Copy the lines of the listing below word for word, beginning with the line containing "Task: pick out skin, one point per instance." and continuing through the line containing "<point>871,268</point>", with both of those lines included.

◆ ◆ ◆ ◆ ◆ ◆ ◆

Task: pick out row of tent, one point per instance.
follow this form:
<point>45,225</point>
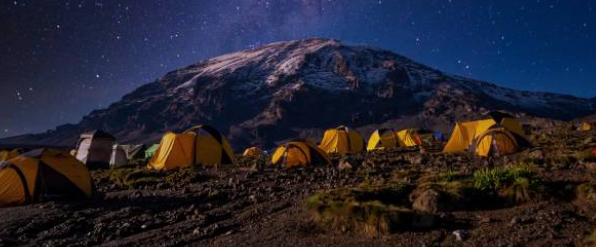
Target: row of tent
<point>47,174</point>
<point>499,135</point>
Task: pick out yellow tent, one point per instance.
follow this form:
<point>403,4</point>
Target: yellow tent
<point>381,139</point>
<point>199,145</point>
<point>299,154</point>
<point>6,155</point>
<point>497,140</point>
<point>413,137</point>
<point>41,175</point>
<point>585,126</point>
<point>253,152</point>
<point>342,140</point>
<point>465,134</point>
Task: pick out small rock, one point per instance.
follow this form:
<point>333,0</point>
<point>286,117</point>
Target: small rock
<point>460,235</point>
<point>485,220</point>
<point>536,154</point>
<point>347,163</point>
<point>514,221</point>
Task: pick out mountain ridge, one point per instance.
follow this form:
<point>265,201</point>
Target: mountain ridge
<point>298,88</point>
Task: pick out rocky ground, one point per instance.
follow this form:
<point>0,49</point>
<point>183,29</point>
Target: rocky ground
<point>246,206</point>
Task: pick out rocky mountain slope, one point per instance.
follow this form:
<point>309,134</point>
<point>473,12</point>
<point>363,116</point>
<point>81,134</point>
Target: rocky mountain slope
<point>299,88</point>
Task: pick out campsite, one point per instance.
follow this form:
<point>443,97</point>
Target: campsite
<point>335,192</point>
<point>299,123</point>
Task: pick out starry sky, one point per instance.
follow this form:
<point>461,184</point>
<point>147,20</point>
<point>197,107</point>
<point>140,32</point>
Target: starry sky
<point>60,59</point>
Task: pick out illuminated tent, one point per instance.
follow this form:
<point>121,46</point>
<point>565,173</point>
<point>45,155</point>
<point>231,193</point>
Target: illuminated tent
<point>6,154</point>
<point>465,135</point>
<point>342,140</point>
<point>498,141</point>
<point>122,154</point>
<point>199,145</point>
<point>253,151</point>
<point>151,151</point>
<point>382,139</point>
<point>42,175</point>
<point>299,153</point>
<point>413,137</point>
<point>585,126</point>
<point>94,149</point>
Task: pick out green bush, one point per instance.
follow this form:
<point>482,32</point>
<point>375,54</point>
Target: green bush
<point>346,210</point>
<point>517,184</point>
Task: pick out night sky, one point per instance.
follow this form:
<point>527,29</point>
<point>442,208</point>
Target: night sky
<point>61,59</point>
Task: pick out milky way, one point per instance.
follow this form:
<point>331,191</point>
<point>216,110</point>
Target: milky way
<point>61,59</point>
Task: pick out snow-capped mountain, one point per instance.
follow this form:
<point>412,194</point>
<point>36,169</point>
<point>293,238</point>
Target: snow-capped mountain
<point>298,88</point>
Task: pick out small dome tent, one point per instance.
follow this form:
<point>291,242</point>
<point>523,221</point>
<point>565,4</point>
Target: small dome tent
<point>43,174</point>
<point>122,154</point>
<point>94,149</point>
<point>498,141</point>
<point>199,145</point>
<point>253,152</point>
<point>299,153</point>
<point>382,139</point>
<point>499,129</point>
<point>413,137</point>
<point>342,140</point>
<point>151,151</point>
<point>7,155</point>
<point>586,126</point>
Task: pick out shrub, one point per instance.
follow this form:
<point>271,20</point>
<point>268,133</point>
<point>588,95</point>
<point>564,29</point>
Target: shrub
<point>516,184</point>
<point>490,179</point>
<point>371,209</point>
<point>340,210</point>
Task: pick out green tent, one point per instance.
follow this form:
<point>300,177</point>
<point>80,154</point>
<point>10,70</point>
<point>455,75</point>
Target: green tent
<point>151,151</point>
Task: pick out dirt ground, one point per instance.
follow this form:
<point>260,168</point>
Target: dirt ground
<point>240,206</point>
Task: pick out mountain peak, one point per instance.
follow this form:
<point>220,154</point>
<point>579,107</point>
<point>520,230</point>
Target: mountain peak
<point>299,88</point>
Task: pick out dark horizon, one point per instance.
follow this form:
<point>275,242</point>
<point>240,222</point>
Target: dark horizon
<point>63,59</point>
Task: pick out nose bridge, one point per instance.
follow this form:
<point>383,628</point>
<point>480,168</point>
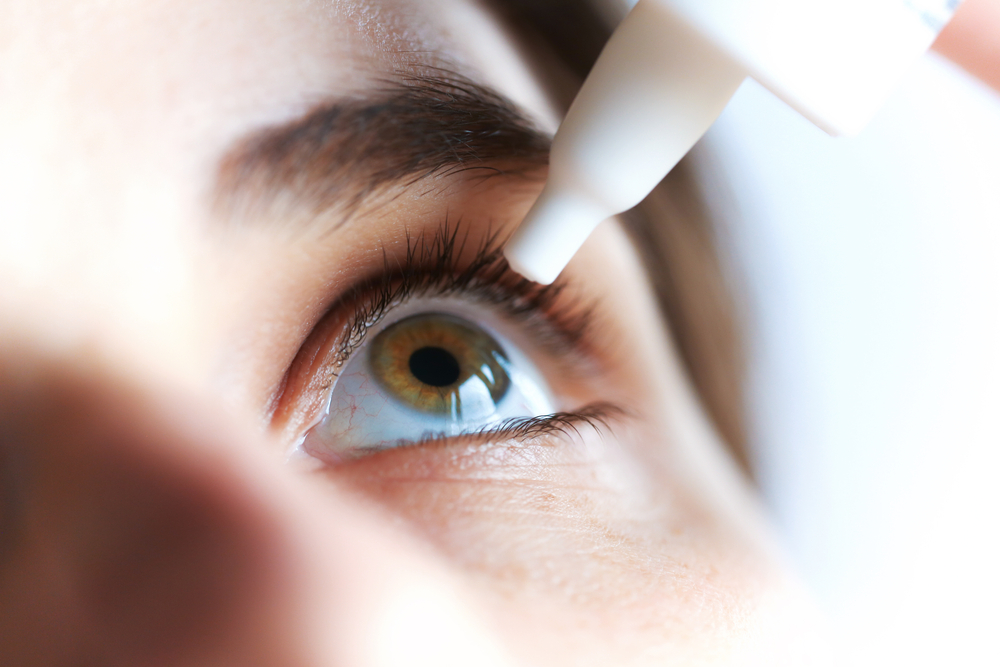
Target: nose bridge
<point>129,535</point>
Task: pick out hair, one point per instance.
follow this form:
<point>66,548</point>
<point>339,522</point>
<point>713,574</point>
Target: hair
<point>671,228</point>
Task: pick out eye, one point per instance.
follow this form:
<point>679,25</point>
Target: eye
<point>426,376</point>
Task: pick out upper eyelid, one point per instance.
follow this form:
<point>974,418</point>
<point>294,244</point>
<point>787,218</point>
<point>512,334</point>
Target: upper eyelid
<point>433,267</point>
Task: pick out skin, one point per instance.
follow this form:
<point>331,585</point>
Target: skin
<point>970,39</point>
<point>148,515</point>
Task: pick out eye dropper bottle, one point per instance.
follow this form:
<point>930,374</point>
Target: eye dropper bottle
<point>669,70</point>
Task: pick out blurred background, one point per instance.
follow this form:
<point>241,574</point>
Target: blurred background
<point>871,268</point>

◆ ◆ ◆ ◆ ◆ ◆ ◆

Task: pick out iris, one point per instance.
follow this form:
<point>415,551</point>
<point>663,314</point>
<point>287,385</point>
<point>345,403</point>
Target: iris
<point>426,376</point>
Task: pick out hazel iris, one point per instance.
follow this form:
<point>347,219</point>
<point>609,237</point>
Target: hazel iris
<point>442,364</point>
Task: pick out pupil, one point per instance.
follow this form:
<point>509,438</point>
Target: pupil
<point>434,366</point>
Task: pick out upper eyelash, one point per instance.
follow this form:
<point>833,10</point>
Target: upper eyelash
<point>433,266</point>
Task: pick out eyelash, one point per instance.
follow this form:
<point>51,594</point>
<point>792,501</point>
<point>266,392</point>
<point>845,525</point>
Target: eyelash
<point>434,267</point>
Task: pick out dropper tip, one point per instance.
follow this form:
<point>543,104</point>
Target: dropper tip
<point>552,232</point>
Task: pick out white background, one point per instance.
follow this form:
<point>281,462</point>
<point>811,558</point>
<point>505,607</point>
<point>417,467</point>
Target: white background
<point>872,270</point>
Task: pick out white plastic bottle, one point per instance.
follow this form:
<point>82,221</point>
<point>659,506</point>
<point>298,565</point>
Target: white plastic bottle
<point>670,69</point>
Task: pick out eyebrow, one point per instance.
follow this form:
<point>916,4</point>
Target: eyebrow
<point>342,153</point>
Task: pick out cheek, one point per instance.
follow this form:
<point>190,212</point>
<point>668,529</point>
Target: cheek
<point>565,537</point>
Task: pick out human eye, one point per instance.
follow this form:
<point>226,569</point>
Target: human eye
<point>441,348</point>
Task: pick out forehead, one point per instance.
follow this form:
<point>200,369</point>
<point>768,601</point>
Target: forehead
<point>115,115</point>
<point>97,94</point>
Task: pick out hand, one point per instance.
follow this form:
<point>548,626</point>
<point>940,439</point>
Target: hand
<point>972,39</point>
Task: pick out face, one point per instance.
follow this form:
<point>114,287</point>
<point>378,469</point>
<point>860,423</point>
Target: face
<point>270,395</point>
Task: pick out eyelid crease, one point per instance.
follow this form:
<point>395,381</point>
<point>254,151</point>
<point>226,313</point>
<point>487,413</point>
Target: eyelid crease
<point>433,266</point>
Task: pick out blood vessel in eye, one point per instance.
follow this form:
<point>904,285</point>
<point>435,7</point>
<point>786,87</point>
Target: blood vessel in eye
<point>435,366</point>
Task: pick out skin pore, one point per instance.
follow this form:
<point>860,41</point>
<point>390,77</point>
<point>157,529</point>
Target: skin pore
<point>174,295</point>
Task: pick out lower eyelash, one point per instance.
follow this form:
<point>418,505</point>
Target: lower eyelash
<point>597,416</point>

◆ ◆ ◆ ◆ ◆ ◆ ◆

> TASK OUTPUT
Task: pick out skin, one point per instance.
follow this form:
<point>331,585</point>
Target: skin
<point>970,39</point>
<point>148,515</point>
Task: pick out eye dropper bottle, one point per instance.
follow this form:
<point>930,374</point>
Target: eye dropper bottle
<point>669,70</point>
Task: pick out blurred background, one point per instance.
follow this form:
<point>241,574</point>
Target: blurred background
<point>871,268</point>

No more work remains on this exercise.